▶ Consigne A: Imprimez à l'identique le passage de la critique sur Marcel Carné qui commence par les mots contenant « critiqué par Agnesfl, le » et se termine par « rencontre Jacques Prévert.. ».

▶ Extrait:
◇ ◇ ◇ ◇

Marcel Carné ciné-reporter (1929-1934)
de Marcel Carné

critiqué par Agnesfl, le 12 mai 2016
(Paris - 59 ans)


La note:  étoiles
Une nouvelle facette de Marcel Carné
Marcel Carné
Ciné-Reporter (1929-1934)


Il en connaît un rayon sur le cinéma ce jeune journaliste de 23 ans dont Philippe Morisson a réuni les textes écrits de 1929 à 1934. Il s'agit étonnamment de Marcel Carné né en 1906 le célèbre cinéaste à qui l'on doit notamment " Les enfants du paradis", " Hôtel du Nord", " Les tricheurs"… Tous ces articles ont été écrits avec qu'il ne rencontre Jacques Prévert..

◇ ◇ ◇ ◇

▶ Consigne B: Restituez mot pour mot la partie des enregistrements qui s'ouvre sur leur toute première ligne et se ferme sur la ligne contenant « 827, 850, 844, 897 », ces deux lignes comprises.

Un bloc de données:

◇ ◇ ◇ ◇

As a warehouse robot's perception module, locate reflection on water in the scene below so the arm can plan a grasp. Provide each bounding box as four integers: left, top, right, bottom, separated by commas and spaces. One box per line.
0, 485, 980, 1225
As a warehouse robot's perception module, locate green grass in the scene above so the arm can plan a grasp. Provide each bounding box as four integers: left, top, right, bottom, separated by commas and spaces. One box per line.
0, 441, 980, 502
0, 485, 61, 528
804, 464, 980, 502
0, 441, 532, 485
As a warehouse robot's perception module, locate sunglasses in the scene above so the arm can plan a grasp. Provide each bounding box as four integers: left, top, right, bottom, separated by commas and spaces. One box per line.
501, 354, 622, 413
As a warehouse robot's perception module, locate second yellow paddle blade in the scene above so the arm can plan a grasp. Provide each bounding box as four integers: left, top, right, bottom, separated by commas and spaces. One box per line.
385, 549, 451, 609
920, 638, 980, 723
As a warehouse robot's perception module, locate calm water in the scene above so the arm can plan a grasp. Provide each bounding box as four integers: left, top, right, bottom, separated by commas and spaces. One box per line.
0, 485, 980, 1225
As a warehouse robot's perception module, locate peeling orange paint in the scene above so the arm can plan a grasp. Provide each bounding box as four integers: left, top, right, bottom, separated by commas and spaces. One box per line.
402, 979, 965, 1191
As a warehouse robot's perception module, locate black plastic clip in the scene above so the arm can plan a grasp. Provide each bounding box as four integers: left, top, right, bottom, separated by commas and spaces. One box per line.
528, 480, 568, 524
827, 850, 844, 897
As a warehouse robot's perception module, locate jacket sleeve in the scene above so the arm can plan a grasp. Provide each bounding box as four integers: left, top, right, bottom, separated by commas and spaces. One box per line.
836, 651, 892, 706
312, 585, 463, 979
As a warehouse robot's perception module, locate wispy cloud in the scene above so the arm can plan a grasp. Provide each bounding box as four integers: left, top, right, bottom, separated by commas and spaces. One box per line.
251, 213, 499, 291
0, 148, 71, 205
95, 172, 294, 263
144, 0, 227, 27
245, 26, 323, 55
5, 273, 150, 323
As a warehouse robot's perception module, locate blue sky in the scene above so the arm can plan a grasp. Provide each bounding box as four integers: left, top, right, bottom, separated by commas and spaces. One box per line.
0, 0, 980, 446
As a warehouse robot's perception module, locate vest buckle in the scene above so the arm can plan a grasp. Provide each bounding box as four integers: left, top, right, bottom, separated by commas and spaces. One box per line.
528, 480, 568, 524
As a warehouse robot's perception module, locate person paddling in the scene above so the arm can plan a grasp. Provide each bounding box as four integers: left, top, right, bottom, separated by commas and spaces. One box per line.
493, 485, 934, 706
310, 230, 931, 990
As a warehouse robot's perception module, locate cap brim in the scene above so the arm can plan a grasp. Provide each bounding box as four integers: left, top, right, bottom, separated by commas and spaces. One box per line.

◇ ◇ ◇ ◇

▶ Réponse A:
critiqué par Agnesfl, le 12 mai 2016
(Paris - 59 ans)


La note:  étoiles
Une nouvelle facette de Marcel Carné
Marcel Carné
Ciné-Reporter (1929-1934)


Il en connaît un rayon sur le cinéma ce jeune journaliste de 23 ans dont Philippe Morisson a réuni les textes écrits de 1929 à 1934. Il s'agit étonnamment de Marcel Carné né en 1906 le célèbre cinéaste à qui l'on doit notamment " Les enfants du paradis", " Hôtel du Nord", " Les tricheurs"… Tous ces articles ont été écrits avec qu'il ne rencontre Jacques Prévert..

▶ Réponse B:
As a warehouse robot's perception module, locate reflection on water in the scene below so the arm can plan a grasp. Provide each bounding box as four integers: left, top, right, bottom, separated by commas and spaces. One box per line.
0, 485, 980, 1225
As a warehouse robot's perception module, locate green grass in the scene above so the arm can plan a grasp. Provide each bounding box as four integers: left, top, right, bottom, separated by commas and spaces. One box per line.
0, 441, 980, 502
0, 485, 61, 528
804, 464, 980, 502
0, 441, 532, 485
As a warehouse robot's perception module, locate sunglasses in the scene above so the arm can plan a grasp. Provide each bounding box as four integers: left, top, right, bottom, separated by commas and spaces. One box per line.
501, 354, 622, 413
As a warehouse robot's perception module, locate second yellow paddle blade in the scene above so the arm can plan a grasp. Provide each bounding box as four integers: left, top, right, bottom, separated by commas and spaces. One box per line.
385, 549, 451, 609
920, 638, 980, 723
As a warehouse robot's perception module, locate calm water in the scene above so the arm can plan a grasp. Provide each bounding box as four integers: left, top, right, bottom, separated by commas and spaces. One box per line.
0, 485, 980, 1225
As a warehouse robot's perception module, locate peeling orange paint in the scene above so the arm can plan a grasp. Provide each bounding box as four integers: left, top, right, bottom, separated by commas and spaces. One box per line.
402, 979, 965, 1191
As a warehouse robot's perception module, locate black plastic clip in the scene above so the arm can plan a grasp. Provide each bounding box as four integers: left, top, right, bottom, separated by commas and spaces. One box per line.
528, 480, 568, 524
827, 850, 844, 897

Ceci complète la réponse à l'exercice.